EXCERPTED TEXT:
Content starts

Clinical candidate engineered for optimised developability
While functional potency is essential for any effective drug, biophysical properties like manufacturability, stability and formulation are equally critical for successful drug development. Because our lead antibodies demonstrated protective in vivo activity comparable to AB-000317, we prioritized improving biophysical stability and cell line manufacturing properties by mutating specific residues in the antibody framework regions per Just – Evotec Biologics’ Abacus™ design platform without impacting mAb activity (Fig. 4c–d, see Methods). For AB-000224 and AB-007088, a total of 17 and 5 clonal variants, respectively, were engineered and tested in the same biophysical and pharmacologic assays used previously.
Importantly, engineered mutations improved both conformational and colloidal stability of many variants, including enhanced thermal stability, solubility, and aggregation profiles during storage (Fig. 4e–h). Most of the variants retained parental mAb binding profiles against a subset of tested peptides (NPNA3 and NVDP2NANP3; Extended Data Table 2). Like the parental mAbs, activity was not significantly different than AB-000317 for the subset that was tested in the parasitaemia challenge model; however, unlike the previous screening result that showed AB-000224 to be more efficacious than AB-000317 in the liver burden model (Fig 3b), average percent inhibition for almost all variants of AB-000224 was comparable to AB-000317 across repeated experiments (Extended Data Fig. 7 and Extended Data Table 3). As sera concentrations of the variants at the time of challenge were consistently lower than those of AB-000317 (Extended Data Table 3), mutations engineered in the variants were unlikely to contribute to a reduction in functional activity compared to the parental mAbs. Variants generated as human IgG1 with an Fc mutation to extend half-life (Xtend49) were used to make a panel of stable transfectant cells. Expression and metabolic data were collected (Fig. 4i–j and Extended Data Fig. 8) to identify the best pools for the generation of a production cell line (see Methods). Optimisation of stability violations in AB-000224 greatly improved production titres (Fig. 4i), which importantly, can reduce cost per dose. Three cell lines from the panel of 22 variants were selected for clone generation. The top clonal cell line from one of the engineered mAbs, MAM01, advanced into production following good manufacturing practices (GMP) to support studies for a clinical development of an anti-malaria drug suitable for use in paediatric populations living in low-middle income countries (LMICs).

Content ends

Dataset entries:
Content starts

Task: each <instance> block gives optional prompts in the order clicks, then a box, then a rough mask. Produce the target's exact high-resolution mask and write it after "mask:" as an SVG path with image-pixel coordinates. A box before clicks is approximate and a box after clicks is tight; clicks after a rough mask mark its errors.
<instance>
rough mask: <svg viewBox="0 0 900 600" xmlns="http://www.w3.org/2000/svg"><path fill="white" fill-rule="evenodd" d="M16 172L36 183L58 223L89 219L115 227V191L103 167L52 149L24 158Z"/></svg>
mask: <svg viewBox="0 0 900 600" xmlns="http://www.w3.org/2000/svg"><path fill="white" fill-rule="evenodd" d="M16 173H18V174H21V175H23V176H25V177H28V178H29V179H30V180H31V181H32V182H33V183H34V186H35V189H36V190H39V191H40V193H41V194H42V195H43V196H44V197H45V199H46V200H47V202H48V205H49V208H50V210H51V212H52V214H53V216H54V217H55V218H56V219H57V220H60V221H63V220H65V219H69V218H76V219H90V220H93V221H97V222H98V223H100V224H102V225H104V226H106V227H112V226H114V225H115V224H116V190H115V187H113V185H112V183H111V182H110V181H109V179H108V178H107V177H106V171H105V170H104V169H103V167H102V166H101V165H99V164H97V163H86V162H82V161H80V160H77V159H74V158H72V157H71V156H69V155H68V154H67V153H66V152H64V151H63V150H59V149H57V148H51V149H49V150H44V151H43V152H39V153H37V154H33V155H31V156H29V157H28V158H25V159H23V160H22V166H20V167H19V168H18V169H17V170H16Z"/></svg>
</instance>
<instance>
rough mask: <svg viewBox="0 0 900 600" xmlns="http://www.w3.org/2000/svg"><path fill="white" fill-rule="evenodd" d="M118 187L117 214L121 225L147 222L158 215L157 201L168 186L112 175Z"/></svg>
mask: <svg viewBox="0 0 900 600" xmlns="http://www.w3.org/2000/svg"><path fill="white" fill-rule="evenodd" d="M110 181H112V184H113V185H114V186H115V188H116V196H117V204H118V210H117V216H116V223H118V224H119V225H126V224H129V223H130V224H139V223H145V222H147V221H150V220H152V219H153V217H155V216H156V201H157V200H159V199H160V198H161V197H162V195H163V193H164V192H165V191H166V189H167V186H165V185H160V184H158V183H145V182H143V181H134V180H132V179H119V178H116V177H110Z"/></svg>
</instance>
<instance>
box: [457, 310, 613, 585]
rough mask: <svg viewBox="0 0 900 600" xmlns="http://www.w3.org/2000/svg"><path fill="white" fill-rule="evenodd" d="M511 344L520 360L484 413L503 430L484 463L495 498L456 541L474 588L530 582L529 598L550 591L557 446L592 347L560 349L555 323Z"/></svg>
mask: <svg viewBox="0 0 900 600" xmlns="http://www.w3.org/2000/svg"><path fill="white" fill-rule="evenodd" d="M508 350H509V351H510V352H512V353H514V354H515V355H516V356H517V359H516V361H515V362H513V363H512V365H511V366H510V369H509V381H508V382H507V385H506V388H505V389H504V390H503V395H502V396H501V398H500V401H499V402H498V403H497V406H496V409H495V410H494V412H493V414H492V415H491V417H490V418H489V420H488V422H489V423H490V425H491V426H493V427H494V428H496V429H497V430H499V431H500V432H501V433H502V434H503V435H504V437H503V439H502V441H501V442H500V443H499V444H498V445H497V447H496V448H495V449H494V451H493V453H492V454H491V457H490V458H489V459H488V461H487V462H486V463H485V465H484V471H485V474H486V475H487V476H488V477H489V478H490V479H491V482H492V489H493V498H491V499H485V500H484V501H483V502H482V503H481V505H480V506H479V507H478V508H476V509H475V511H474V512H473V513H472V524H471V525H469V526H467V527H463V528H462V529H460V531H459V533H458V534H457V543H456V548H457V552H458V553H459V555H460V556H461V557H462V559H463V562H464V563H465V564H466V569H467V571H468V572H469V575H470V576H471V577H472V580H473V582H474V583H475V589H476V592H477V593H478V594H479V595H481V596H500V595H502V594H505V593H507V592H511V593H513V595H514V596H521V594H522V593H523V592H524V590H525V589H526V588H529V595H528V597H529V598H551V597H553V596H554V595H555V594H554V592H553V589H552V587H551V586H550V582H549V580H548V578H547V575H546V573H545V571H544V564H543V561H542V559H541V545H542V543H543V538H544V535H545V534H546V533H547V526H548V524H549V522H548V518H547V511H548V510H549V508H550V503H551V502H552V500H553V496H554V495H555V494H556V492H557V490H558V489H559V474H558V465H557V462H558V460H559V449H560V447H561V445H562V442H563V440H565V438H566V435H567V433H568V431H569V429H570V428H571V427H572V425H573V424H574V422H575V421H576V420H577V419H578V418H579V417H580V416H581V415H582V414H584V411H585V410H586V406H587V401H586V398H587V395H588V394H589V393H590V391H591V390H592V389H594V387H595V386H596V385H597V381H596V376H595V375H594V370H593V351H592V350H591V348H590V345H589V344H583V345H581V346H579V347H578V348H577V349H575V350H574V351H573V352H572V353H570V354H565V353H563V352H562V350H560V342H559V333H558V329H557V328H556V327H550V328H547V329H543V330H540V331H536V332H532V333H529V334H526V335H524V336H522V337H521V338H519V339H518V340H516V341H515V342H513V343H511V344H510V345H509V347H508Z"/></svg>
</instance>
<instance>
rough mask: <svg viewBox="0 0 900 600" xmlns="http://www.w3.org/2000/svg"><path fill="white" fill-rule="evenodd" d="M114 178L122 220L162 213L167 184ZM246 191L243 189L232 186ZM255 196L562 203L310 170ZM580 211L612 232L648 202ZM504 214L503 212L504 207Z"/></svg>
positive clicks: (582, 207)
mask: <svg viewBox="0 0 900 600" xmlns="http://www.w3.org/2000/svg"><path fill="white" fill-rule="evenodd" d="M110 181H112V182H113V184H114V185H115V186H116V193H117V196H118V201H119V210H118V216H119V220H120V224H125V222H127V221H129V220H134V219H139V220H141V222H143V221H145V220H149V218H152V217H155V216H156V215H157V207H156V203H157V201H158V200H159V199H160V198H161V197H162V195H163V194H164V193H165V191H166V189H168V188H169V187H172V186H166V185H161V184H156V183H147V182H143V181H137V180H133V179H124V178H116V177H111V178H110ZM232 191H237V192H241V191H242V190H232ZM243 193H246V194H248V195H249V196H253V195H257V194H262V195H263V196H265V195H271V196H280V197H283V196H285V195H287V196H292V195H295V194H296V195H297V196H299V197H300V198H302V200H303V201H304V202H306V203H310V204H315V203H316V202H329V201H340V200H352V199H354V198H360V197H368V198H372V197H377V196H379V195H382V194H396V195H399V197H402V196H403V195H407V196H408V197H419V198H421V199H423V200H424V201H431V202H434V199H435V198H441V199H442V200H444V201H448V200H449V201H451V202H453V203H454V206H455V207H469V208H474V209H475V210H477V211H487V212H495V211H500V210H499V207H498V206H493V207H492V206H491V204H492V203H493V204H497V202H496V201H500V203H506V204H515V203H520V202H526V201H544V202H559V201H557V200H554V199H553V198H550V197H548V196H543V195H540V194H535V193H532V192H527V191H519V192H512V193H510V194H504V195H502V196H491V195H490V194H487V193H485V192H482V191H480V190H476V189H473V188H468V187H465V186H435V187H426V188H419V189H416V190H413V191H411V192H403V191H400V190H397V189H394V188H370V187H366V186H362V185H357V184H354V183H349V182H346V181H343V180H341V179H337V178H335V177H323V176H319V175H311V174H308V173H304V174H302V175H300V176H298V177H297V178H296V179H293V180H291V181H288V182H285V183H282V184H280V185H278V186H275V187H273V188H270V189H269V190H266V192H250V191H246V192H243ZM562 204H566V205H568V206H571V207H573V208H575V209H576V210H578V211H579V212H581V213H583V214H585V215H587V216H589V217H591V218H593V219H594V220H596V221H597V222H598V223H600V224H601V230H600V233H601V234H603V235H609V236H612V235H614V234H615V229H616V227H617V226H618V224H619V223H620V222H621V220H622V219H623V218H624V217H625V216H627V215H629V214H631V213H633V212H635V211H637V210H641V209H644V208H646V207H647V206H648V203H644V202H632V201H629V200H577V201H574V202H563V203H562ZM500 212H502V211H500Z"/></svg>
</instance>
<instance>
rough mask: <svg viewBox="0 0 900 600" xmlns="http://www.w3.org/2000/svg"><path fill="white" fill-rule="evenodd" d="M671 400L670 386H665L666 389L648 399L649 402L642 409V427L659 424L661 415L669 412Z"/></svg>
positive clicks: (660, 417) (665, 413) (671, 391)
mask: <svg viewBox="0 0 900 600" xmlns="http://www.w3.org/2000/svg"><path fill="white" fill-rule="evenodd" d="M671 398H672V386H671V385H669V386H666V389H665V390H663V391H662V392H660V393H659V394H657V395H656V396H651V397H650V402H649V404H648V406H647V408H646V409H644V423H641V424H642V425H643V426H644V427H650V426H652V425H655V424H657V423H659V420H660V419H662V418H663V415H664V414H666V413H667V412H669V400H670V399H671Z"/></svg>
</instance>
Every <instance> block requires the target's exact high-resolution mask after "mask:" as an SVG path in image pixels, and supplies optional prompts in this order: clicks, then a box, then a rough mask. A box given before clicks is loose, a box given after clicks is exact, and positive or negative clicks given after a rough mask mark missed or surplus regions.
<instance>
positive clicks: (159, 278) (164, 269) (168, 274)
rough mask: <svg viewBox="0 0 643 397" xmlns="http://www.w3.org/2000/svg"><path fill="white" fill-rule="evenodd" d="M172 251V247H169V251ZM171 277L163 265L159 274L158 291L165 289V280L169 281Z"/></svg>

Content ends

BRIEF A: In the text on the antibody clinical candidate, which engineered mAb's top clonal cell line advanced into production under good manufacturing practices?
BRIEF B: What are all the antibodies that the text on the antibody clinical candidate identifies by a name or code?

TASK RESPONSE A: MAM01

TASK RESPONSE B: AB-000317, AB-000224, AB-007088, MAM01